* _Exercise objective_
Rewrite the lines from the first one through the line with "point(210, 229)", putting "cargo trailer" wherever "truck trailer" appears and leaving everything else unchanged.

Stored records
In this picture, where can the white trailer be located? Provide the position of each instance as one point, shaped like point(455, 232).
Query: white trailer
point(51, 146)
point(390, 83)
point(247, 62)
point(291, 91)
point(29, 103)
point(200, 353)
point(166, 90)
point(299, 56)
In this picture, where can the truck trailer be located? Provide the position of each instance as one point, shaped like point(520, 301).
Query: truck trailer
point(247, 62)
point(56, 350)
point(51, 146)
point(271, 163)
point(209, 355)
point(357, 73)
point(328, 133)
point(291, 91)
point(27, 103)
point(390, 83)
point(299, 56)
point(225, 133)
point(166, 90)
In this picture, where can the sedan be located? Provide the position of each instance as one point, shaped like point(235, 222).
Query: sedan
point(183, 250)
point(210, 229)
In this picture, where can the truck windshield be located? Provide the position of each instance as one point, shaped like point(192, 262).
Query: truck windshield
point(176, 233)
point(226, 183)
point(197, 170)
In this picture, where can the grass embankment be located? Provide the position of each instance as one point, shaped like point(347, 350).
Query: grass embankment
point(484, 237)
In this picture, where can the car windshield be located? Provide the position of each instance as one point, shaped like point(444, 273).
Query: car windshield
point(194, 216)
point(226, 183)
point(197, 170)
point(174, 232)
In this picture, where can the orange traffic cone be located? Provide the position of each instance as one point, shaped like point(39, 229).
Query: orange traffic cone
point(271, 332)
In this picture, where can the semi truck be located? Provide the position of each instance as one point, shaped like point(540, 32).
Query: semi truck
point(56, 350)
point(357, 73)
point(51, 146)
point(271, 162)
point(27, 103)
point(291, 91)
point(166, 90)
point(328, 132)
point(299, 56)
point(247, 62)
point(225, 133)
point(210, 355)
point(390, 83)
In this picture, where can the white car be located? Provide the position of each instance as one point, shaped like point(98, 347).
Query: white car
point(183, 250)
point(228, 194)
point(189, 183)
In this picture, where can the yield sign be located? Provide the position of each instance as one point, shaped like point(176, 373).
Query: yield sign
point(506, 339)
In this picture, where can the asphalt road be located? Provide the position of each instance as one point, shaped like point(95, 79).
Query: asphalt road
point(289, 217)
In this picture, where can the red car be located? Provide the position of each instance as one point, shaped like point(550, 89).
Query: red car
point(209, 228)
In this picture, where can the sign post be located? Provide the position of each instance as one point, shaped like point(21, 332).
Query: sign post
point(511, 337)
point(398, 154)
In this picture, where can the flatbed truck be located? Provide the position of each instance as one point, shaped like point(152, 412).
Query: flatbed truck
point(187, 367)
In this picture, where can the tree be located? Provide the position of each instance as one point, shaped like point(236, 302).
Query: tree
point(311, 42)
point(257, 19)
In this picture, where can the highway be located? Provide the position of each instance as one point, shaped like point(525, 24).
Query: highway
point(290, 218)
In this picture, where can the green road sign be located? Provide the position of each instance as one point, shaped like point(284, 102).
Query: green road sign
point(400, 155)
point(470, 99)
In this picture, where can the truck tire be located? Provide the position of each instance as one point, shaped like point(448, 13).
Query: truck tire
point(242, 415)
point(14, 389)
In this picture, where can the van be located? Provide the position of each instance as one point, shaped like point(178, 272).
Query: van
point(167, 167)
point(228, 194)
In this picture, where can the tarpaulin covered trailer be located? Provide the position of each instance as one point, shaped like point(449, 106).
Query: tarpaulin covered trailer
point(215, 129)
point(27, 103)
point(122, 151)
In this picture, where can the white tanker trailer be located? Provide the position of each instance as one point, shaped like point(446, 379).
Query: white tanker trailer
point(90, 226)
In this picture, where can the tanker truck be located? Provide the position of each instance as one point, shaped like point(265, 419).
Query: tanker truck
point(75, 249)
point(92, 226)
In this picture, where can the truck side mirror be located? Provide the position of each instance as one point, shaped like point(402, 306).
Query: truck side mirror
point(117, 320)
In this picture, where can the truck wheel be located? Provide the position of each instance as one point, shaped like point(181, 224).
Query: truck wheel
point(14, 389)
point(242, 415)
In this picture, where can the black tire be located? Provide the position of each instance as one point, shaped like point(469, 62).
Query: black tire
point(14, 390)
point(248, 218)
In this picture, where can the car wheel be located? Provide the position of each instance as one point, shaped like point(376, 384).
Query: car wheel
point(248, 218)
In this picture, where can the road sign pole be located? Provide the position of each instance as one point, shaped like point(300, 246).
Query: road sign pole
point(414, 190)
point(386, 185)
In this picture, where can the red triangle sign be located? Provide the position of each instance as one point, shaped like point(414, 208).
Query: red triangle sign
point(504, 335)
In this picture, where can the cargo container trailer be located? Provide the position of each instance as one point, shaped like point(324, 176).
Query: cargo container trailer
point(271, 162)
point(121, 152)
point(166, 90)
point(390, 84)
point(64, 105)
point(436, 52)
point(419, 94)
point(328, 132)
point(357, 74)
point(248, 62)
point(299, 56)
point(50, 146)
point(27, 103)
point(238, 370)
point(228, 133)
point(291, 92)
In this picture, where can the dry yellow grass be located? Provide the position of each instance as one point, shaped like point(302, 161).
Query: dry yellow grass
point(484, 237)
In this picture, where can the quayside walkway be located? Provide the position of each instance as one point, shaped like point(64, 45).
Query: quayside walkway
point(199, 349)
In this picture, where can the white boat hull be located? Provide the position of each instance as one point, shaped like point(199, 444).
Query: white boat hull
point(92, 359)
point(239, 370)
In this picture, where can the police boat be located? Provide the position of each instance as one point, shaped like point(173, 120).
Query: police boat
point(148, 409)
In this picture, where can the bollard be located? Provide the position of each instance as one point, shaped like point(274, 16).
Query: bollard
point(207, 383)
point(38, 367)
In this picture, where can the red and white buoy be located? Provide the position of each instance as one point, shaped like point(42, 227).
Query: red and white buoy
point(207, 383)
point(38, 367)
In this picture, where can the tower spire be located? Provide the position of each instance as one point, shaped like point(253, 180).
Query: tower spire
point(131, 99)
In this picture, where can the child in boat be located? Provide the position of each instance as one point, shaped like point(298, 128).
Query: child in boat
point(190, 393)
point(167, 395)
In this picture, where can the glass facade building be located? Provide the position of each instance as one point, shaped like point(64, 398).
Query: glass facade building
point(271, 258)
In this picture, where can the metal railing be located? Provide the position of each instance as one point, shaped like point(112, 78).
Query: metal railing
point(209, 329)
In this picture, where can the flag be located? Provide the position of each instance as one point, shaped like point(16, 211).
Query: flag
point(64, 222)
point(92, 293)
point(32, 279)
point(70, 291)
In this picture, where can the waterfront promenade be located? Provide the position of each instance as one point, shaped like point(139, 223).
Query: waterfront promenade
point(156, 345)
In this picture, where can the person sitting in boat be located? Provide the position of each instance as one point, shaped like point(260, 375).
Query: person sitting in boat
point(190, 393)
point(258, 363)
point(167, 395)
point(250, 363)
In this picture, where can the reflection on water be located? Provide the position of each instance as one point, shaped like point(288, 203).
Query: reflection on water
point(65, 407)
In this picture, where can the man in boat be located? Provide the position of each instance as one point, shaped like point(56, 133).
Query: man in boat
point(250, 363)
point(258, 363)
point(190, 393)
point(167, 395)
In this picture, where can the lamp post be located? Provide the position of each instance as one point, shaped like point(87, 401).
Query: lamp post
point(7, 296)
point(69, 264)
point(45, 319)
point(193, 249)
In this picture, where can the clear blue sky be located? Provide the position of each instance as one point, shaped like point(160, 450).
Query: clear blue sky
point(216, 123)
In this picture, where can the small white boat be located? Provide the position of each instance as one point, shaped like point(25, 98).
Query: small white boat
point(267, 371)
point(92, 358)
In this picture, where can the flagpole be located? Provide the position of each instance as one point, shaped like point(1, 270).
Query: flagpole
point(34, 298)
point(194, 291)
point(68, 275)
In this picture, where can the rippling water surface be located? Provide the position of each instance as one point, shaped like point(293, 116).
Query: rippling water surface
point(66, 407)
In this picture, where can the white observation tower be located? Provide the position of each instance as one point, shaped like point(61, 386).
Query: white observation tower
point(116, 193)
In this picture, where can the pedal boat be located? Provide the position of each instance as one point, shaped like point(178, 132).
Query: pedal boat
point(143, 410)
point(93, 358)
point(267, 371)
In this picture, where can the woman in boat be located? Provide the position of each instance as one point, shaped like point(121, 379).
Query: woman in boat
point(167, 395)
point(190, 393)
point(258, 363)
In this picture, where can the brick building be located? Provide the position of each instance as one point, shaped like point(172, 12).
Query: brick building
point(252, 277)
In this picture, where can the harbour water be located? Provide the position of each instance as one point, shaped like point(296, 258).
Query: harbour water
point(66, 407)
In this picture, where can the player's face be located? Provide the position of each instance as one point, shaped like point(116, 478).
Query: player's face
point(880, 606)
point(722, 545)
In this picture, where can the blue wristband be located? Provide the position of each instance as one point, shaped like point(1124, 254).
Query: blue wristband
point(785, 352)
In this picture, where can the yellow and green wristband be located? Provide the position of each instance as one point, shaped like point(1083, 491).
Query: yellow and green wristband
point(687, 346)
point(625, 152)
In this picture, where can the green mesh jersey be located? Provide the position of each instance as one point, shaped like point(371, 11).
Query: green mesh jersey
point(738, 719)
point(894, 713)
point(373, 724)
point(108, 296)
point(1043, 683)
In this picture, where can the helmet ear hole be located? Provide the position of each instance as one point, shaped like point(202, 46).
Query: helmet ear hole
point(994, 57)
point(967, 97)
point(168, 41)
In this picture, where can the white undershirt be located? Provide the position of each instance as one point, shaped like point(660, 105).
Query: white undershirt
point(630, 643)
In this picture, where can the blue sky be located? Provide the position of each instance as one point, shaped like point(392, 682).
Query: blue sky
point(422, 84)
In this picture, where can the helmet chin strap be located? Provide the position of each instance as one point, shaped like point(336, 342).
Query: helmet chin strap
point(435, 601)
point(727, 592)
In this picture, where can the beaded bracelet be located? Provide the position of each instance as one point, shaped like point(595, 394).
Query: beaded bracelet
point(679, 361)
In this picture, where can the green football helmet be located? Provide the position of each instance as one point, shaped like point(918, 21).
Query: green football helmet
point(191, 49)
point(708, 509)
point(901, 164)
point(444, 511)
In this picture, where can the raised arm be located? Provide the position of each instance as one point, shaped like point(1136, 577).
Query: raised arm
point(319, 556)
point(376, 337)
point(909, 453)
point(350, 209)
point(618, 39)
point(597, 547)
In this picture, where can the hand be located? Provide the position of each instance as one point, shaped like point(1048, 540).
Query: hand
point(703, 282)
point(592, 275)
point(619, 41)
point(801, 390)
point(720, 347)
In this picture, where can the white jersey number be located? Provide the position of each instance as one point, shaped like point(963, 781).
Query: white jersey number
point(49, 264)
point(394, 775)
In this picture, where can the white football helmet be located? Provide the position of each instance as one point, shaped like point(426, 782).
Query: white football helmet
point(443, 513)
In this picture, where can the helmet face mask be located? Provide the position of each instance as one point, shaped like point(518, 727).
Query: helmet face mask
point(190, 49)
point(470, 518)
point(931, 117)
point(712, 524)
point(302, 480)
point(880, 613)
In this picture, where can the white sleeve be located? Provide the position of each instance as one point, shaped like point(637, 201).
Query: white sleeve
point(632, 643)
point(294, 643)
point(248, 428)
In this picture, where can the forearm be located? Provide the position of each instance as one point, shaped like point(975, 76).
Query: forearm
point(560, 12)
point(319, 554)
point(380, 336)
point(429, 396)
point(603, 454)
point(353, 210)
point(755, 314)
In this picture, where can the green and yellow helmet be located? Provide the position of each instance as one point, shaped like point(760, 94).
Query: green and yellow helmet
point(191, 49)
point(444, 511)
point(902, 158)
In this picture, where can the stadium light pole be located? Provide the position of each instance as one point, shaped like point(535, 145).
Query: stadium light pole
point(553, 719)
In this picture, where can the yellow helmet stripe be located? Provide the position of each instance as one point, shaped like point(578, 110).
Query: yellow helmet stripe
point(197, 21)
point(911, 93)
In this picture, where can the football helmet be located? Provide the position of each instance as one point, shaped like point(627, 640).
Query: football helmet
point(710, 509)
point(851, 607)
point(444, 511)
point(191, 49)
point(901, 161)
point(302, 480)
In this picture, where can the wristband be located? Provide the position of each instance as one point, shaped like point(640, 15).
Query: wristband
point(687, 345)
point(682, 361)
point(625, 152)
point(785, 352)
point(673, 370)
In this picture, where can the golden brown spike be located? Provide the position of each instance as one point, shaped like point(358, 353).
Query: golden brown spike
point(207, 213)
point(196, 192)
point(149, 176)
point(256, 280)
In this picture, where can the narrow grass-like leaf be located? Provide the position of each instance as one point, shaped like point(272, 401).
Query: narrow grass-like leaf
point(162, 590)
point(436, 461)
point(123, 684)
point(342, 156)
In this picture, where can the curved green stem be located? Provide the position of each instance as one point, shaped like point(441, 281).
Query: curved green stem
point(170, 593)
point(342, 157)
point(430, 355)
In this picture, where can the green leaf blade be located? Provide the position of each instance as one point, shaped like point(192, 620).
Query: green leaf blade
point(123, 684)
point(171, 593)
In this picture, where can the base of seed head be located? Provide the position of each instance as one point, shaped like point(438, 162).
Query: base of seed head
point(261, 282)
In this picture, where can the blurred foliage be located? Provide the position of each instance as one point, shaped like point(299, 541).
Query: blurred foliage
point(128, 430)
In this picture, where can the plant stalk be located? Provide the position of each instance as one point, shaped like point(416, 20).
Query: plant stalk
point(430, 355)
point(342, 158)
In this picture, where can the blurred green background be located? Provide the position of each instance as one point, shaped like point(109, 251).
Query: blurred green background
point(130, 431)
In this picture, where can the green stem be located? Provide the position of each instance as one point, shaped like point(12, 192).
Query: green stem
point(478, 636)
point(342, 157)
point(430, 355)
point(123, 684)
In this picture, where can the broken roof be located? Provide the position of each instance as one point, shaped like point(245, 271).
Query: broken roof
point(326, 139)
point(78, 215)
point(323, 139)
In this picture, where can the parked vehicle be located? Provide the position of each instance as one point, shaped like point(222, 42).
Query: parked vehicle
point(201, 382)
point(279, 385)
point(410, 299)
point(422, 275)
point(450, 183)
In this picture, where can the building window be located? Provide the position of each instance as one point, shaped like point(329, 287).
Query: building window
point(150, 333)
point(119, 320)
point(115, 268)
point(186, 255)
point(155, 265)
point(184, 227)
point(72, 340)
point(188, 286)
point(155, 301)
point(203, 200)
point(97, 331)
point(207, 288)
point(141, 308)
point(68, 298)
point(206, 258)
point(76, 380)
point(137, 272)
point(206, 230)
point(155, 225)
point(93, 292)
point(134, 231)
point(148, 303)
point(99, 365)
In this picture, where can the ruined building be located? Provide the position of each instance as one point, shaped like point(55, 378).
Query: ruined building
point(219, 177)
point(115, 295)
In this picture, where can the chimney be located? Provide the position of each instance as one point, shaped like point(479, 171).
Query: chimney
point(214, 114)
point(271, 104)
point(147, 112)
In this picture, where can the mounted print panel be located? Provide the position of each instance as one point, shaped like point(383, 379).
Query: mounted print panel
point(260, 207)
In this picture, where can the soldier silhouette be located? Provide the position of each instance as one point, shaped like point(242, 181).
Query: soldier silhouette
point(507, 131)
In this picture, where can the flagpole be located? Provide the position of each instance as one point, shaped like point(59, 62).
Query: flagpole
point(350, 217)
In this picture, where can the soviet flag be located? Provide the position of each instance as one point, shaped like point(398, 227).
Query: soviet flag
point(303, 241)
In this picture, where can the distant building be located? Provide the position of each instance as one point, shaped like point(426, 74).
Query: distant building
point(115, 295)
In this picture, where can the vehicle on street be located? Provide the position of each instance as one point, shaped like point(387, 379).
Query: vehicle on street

* _Solution to the exercise_
In this picture, where can the white trailer be located? Provide the position of each instance as one point, shaped like point(455, 232).
Query: white trailer
point(51, 146)
point(390, 83)
point(247, 62)
point(291, 91)
point(29, 103)
point(200, 353)
point(166, 90)
point(299, 56)
In this picture, where can the cargo trailer be located? Provide the position of each instance as one point, shaped like point(520, 301).
Query: cargo trailer
point(247, 62)
point(56, 350)
point(51, 146)
point(271, 163)
point(209, 355)
point(357, 73)
point(328, 133)
point(291, 91)
point(27, 103)
point(390, 83)
point(299, 56)
point(225, 133)
point(166, 90)
In this picture, where can the sedan be located? Provide the position of each instance as one point, shaped like point(235, 222).
Query: sedan
point(183, 250)
point(210, 229)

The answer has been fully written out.